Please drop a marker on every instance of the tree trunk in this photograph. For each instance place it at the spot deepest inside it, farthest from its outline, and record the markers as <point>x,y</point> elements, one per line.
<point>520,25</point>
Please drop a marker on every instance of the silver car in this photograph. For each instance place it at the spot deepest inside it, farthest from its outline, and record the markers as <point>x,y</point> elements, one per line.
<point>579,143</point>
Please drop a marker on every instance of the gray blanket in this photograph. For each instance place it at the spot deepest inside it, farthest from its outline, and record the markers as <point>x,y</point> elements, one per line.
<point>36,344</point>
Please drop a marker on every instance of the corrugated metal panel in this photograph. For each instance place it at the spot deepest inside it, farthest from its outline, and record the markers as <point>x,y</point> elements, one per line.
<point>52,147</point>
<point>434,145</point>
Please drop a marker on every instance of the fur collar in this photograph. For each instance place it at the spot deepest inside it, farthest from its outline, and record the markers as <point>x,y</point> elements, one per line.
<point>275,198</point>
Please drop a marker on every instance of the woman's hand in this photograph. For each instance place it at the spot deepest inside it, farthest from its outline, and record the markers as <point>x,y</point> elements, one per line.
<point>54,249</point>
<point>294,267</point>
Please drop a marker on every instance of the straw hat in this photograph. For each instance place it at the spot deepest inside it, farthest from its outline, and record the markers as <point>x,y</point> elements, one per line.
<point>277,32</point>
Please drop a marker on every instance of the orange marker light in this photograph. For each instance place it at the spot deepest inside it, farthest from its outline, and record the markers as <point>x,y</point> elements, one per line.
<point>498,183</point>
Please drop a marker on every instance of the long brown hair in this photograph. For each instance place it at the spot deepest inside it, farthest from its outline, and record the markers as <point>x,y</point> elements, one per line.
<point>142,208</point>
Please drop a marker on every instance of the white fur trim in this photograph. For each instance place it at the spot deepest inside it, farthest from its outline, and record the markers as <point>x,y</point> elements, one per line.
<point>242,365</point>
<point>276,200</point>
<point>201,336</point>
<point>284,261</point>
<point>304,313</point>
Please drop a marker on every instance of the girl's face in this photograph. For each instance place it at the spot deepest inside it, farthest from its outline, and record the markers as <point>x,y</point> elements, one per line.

:::::

**Task description:** From the preceding material, extract every line exactly.

**Output for this exercise:**
Please drop a marker on every instance of the tree trunk in this photograph. For each instance place it at the spot deepest inside it, farthest from its outline, and record the markers as <point>x,y</point> elements, one per line.
<point>520,25</point>
Please drop a marker on every instance of the silver car in this photograph. For each instance place it at the spot deepest inside it, farthest from its outline, and record the markers as <point>x,y</point> elements, one per line.
<point>579,143</point>
Please drop a marker on every instance of the gray blanket in this photograph. For each instance place it at the spot deepest inside it, farthest from its outline, and record the markers as <point>x,y</point> elements, one per line.
<point>36,344</point>
Please drop a marker on every instance of the corrugated metal panel in this photograph. For each instance place it at the spot deepest inside it, farthest from its outline, and record the markers as <point>x,y</point> elements, one per line.
<point>52,147</point>
<point>434,145</point>
Please drop a marker on every instance of the fur collar in this photograph. For each instance place it at the spot deepest inside it, farthest from its outline, and record the markers as <point>x,y</point> elements, one per line.
<point>275,198</point>
Please drop a marker on every instance of the woman's hand in this photograph. For each instance place it at the spot deepest inside it, farthest from its outline, and record the markers as <point>x,y</point> elements, one per line.
<point>54,249</point>
<point>294,267</point>
Please drop a marker on every instance of the straw hat in this photograph. For each instance place it at the spot deepest inside it, farthest from its outline, and record the markers as <point>x,y</point> elements, one per line.
<point>277,32</point>
Please drop a marker on every instance of the orange marker light in this photograph. For each instance place it at the spot deepest inside it, farthest from its outline, and record the markers as <point>x,y</point> elements, one per line.
<point>498,183</point>
Please drop a marker on every instance of the long brown hair in this photograph. For each instance place it at the spot deepest inside it, farthest from its outline, and record the markers as <point>x,y</point> elements, one per line.
<point>142,208</point>
Please drop a marker on every instance of the white fur trim in this photograph. For each instance place it at the spot deepest inside it, farthest from its outline, and record the markers as <point>x,y</point> elements, one per line.
<point>242,365</point>
<point>276,200</point>
<point>201,336</point>
<point>284,261</point>
<point>304,313</point>
Please drop a marker on every instance of the girl's face in this photograph. For each instance place it at the spot deepest inside it, farthest from its outline, and record the markers as <point>x,y</point> elements, one per line.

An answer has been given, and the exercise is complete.